▸ Work to be completed
Write out again, please, the records below from the first line to the line holding "of silver smartphone.", inclusive, and nothing else.

▸ Entries provided
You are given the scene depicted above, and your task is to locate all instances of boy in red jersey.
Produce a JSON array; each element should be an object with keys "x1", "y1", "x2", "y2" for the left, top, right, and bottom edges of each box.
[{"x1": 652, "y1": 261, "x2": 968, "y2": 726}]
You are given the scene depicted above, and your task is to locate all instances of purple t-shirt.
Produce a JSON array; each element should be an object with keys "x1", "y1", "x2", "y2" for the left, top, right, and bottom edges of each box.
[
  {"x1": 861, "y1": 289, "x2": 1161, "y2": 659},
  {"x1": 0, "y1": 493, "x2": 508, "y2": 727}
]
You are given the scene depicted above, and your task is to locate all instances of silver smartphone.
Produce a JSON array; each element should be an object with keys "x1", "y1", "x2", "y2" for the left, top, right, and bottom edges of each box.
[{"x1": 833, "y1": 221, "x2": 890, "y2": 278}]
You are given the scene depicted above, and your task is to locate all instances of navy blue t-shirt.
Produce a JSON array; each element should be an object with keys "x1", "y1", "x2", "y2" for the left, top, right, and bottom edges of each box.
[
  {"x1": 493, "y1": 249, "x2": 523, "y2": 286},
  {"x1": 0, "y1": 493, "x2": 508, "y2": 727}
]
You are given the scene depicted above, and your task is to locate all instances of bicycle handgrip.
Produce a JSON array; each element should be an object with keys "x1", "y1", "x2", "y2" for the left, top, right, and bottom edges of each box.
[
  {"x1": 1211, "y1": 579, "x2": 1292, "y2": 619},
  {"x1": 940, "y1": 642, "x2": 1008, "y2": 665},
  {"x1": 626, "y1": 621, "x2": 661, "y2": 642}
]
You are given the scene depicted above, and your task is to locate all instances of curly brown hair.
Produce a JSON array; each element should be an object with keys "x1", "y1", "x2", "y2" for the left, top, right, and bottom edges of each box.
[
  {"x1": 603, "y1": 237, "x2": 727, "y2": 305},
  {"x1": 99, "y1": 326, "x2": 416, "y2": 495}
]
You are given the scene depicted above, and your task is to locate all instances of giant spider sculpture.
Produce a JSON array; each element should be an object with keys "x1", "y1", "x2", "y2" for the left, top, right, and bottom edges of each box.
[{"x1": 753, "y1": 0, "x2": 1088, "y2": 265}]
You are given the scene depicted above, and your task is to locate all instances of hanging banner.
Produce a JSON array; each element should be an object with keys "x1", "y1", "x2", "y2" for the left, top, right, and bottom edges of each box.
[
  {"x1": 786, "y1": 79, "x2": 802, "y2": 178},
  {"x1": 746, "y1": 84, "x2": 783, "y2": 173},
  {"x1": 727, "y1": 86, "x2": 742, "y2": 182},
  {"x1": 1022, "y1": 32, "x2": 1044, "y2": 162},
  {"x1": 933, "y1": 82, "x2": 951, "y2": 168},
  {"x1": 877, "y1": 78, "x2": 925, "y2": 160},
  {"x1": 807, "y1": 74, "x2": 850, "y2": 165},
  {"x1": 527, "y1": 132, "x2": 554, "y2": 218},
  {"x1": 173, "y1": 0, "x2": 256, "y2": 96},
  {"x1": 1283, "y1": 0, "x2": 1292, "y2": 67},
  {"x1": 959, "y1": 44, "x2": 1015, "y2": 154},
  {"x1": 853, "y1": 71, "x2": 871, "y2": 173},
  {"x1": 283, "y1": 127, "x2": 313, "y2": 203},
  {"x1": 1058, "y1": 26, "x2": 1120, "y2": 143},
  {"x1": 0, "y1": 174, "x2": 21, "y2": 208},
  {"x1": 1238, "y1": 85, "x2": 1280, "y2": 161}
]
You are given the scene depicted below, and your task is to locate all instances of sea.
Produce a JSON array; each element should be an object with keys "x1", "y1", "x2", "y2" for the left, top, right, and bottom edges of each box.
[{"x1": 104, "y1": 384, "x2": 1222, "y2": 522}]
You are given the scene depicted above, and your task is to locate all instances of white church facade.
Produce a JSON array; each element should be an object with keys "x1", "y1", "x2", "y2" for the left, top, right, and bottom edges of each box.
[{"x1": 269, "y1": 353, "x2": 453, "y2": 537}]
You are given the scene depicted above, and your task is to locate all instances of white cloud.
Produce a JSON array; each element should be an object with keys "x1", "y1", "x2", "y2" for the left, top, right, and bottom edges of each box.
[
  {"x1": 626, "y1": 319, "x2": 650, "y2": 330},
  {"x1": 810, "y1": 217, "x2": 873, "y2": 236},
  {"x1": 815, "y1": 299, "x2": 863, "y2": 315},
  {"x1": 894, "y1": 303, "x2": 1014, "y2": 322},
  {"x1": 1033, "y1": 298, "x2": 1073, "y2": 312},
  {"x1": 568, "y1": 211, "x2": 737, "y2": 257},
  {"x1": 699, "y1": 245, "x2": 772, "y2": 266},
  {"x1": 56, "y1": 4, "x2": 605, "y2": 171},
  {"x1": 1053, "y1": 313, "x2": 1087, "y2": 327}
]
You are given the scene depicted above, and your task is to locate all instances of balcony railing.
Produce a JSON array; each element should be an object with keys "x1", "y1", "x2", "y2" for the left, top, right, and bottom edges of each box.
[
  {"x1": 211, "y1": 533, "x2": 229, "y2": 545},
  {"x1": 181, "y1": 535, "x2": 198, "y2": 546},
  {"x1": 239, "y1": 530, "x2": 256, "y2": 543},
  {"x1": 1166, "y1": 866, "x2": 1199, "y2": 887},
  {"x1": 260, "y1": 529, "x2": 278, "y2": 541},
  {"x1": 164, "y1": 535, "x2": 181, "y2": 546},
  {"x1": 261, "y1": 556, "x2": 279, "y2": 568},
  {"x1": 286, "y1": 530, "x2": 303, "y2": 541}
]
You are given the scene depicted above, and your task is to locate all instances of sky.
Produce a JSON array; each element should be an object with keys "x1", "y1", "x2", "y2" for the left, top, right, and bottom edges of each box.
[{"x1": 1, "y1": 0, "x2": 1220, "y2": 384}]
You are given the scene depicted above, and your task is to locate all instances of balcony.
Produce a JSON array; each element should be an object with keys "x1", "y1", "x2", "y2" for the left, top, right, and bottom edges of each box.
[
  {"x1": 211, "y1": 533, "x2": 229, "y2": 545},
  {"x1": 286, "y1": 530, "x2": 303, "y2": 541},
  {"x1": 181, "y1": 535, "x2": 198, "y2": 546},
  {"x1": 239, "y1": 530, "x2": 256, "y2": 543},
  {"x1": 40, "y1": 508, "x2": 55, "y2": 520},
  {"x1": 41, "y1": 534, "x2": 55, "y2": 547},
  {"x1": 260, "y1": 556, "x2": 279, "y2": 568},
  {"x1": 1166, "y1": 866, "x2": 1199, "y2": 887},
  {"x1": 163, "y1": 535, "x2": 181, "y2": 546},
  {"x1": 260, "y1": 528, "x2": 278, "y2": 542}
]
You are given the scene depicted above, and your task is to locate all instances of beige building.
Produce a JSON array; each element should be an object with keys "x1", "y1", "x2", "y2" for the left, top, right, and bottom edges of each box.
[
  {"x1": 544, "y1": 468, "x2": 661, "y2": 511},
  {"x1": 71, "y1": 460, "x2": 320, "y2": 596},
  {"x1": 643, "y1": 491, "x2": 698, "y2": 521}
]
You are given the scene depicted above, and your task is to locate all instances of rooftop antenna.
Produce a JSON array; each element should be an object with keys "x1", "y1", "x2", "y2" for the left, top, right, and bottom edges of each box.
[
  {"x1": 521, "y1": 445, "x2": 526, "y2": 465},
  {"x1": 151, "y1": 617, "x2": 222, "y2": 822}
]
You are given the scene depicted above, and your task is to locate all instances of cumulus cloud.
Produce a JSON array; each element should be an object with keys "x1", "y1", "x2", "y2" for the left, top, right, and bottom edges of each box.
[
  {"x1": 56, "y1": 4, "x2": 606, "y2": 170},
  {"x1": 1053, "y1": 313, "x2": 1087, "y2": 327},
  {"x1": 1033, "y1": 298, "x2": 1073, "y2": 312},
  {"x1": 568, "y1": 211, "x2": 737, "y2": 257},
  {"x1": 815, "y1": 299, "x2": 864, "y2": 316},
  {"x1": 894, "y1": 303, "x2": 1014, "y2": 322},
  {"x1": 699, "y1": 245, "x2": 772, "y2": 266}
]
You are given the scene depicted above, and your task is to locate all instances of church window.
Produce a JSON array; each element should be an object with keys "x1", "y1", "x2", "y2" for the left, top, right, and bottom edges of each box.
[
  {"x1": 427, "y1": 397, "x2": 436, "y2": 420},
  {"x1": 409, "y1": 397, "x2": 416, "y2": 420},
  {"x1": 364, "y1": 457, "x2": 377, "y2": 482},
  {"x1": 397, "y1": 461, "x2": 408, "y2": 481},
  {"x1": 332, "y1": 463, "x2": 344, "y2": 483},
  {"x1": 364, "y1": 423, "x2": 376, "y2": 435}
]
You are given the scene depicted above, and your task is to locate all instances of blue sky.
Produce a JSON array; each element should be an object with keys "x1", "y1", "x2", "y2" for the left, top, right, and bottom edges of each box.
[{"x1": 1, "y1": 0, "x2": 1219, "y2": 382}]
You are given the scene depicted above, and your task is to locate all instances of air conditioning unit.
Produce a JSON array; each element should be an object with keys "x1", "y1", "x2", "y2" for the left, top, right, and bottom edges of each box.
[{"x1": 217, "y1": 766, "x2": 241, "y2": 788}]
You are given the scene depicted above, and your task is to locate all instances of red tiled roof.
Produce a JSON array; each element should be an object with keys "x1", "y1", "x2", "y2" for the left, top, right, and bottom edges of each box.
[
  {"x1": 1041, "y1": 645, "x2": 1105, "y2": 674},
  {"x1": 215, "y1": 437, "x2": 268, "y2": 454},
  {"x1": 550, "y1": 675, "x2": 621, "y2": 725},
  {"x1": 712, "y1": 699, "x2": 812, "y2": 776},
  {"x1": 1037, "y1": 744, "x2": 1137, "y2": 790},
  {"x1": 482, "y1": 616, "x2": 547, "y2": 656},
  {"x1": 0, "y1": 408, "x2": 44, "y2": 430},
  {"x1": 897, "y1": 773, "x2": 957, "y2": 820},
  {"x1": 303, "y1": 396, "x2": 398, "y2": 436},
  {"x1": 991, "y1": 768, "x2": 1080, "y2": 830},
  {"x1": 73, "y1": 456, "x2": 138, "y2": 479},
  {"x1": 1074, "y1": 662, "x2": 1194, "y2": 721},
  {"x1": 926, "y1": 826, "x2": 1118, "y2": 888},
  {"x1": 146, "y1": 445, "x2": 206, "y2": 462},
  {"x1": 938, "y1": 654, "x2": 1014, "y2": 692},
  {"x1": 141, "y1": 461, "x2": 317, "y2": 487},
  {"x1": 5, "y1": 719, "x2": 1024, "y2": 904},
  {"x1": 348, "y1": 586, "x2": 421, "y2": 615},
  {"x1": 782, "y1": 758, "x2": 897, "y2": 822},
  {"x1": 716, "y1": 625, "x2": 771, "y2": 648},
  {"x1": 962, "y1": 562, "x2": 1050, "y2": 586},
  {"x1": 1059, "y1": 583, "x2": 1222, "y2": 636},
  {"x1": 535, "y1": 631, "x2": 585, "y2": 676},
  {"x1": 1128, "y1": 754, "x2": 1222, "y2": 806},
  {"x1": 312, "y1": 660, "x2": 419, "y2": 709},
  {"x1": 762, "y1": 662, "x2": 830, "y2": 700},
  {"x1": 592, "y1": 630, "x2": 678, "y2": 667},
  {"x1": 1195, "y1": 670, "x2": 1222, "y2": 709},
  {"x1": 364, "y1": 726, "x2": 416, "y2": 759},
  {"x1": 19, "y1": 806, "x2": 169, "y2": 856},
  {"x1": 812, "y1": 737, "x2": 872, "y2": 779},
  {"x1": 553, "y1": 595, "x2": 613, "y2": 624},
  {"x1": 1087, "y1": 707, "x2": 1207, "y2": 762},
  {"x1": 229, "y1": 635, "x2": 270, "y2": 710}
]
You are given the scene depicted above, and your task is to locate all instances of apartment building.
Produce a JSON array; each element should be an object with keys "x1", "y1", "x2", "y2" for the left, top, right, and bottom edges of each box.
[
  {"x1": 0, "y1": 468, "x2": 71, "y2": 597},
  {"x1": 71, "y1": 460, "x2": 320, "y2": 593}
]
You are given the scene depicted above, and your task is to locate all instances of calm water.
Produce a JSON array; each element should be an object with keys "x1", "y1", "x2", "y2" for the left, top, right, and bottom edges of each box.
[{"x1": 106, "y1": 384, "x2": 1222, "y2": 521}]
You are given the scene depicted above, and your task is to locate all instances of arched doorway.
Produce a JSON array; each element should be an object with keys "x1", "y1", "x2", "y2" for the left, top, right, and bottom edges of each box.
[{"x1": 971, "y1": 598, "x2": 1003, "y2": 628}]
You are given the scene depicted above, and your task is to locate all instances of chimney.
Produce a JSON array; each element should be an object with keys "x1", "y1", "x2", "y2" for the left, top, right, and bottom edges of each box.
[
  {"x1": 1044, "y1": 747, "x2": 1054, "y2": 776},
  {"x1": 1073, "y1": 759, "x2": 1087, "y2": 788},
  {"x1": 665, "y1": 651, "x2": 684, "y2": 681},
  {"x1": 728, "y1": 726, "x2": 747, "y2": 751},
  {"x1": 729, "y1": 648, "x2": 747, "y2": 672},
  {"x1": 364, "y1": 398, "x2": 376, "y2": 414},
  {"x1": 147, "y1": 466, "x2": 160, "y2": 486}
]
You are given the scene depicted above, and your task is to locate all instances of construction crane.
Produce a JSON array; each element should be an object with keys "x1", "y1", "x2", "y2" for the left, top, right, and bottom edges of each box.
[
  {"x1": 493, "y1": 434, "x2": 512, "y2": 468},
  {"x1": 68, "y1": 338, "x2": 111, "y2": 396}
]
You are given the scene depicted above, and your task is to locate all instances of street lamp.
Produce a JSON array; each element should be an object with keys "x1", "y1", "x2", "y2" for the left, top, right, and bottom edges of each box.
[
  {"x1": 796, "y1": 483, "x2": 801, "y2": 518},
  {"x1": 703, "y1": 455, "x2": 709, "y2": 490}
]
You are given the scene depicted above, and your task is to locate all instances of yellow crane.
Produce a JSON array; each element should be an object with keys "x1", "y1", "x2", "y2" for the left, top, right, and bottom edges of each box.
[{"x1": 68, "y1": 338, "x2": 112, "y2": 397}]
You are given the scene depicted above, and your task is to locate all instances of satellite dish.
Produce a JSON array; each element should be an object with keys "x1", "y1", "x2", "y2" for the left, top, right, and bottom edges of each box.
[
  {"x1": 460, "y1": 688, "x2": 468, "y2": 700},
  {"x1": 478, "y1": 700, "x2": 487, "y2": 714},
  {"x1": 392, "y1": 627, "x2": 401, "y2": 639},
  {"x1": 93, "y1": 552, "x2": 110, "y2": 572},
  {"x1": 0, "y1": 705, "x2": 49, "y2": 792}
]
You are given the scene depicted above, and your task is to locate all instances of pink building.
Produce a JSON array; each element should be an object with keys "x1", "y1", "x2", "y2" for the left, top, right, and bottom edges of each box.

▸ Response to the exercise
You are given the scene depicted above, and your task is to locate all instances of boy in red jersey.
Produce a JSON array; each element should be an object with keys "x1", "y1", "x2", "y2" for the left, top, right, and bottom edges of each box.
[{"x1": 652, "y1": 261, "x2": 968, "y2": 726}]
You are given the scene depicted above, and your task is to locate all instances of purple t-shirt.
Produce a JSON array; each element should be an object with keys "x1", "y1", "x2", "y2" for the left, top, right, and bottom edges of each box.
[
  {"x1": 861, "y1": 289, "x2": 1161, "y2": 659},
  {"x1": 0, "y1": 493, "x2": 508, "y2": 727}
]
You are given the scene depicted above, and your task is to locate all instances of silver smartphone.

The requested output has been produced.